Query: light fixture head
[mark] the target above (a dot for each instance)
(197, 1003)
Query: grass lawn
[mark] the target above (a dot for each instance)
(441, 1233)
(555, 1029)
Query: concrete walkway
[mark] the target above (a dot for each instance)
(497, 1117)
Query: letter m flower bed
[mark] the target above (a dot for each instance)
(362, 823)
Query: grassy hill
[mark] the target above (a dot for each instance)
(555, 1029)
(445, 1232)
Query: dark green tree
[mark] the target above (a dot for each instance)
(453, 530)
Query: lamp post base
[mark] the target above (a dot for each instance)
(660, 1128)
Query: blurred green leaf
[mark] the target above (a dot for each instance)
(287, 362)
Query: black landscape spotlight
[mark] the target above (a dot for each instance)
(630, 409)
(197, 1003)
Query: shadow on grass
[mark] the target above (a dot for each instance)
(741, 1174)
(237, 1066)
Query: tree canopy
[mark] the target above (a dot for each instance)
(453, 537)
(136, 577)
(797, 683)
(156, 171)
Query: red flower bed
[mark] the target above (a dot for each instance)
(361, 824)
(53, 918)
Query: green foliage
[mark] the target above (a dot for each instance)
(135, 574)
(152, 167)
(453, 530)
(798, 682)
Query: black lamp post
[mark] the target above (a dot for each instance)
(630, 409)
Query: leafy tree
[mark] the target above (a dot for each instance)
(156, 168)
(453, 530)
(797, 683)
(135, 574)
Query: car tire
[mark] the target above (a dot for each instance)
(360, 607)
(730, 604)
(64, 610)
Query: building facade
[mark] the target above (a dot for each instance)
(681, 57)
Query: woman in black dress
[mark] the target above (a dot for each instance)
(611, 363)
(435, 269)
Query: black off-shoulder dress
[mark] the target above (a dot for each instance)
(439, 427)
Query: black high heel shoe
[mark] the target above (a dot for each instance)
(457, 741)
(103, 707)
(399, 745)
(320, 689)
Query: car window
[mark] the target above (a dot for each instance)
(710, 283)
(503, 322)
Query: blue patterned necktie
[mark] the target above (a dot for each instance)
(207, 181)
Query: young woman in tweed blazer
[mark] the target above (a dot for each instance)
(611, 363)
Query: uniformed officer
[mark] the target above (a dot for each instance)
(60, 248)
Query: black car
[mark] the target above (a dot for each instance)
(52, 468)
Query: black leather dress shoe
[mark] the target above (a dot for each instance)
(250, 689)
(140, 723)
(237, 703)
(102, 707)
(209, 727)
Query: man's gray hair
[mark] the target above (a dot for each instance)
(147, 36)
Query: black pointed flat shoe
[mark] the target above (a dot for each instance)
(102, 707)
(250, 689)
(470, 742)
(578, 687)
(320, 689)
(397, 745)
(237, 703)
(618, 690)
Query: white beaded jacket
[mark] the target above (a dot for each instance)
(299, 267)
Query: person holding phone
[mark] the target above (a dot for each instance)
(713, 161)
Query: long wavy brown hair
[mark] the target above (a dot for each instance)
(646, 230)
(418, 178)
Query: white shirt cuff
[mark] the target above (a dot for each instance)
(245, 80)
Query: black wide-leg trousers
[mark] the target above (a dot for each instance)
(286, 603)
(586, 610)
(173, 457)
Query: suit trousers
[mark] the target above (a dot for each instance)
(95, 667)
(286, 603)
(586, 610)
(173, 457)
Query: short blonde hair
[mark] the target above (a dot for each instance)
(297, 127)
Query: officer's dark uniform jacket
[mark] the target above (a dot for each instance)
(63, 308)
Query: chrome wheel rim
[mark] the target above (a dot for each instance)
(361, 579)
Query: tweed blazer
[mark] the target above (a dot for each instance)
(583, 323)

::::::

*DIRECTIONS*. Filter by the word "officer": copy every line of the data that holds it.

*ANSWER FOR THIS EXERCISE*.
Query: uniformed officer
Query: officer's dark uniform jacket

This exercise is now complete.